— Begin Selected text —

AUSTRALIA’S premier marine science research facility at Cape Ferguson, south of Townsville will re-open its doors to the public this week after a major refurbishment.
Australian Institute of Marine Science (AIMS) tour guide Varsha Balu will lead the first tours on Friday, now the first stage of the refurbishment has been completed.
The 22-year-old, biotechnology, chemistry and zoology undergraduate student, said she could not wait to show off the Institute’s modern new look and give people a behind the scenes view into current research.
“A lot of people should be better informed about what is going on, and we can show them what scientists are doing to help our marine environment,” Ms Balu said.
“The new media hub better showcases the invaluable work being undertaken at AIMS.”
“When people come for a tour, we introduce them to the work happening at AIMS and they meet our Technology Development Team, then we take them to engineering and to the National Sea Simulator.”
AIMS’ Operations and Infrastructure Program Leader John Chappell said the tours had been paused during the refurbishment, which was part of a capital works plan to improve the main building.
“We have a 40-year capital works plan and the upgrade included everything from mechanical and electrical upgrades, to walls and flooring,” Dr Chappell said.

— End Selected text —
— Begin Data lines —

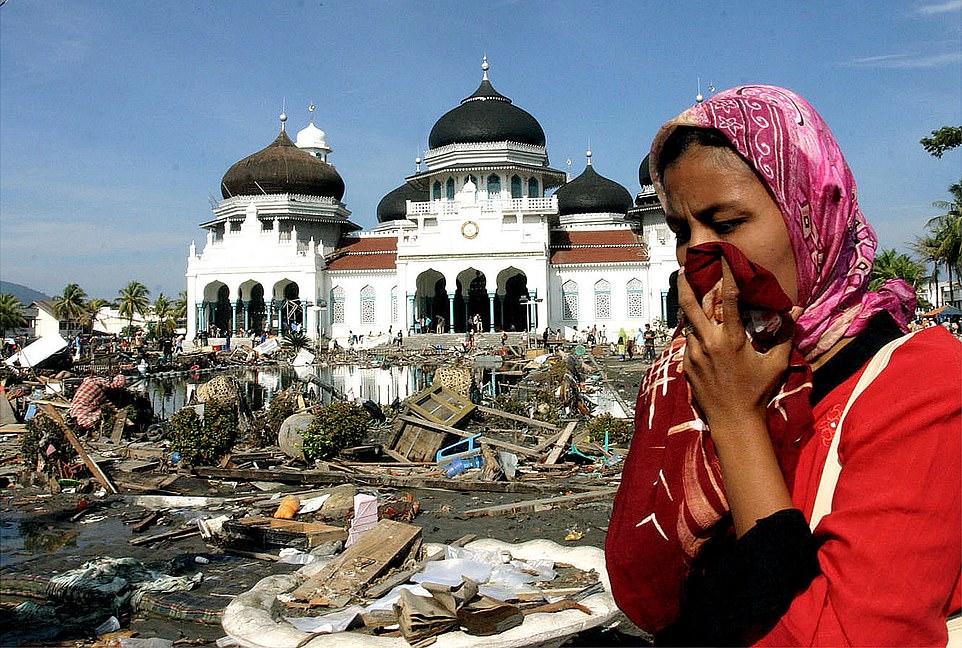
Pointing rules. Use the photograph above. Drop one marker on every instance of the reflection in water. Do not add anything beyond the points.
(381, 385)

— End Data lines —

**Tasks to complete:**
a) According to the article on the marine science facility, on what day will the first tours be led?
b) Reproduce the part of the article on the marine science facility that opens with the words containing "AUSTRALIA’S premier marine" and closes with "has been completed.".
c) Name every subject the tour guide is studying, as given in the article on the marine science facility.

**Solutions below:**
a) Friday.

b)
AUSTRALIA’S premier marine science research facility at Cape Ferguson, south of Townsville will re-open its doors to the public this week after a major refurbishment.
Australian Institute of Marine Science (AIMS) tour guide Varsha Balu will lead the first tours on Friday, now the first stage of the refurbishment has been completed.

c) Biotechnology, chemistry and zoology.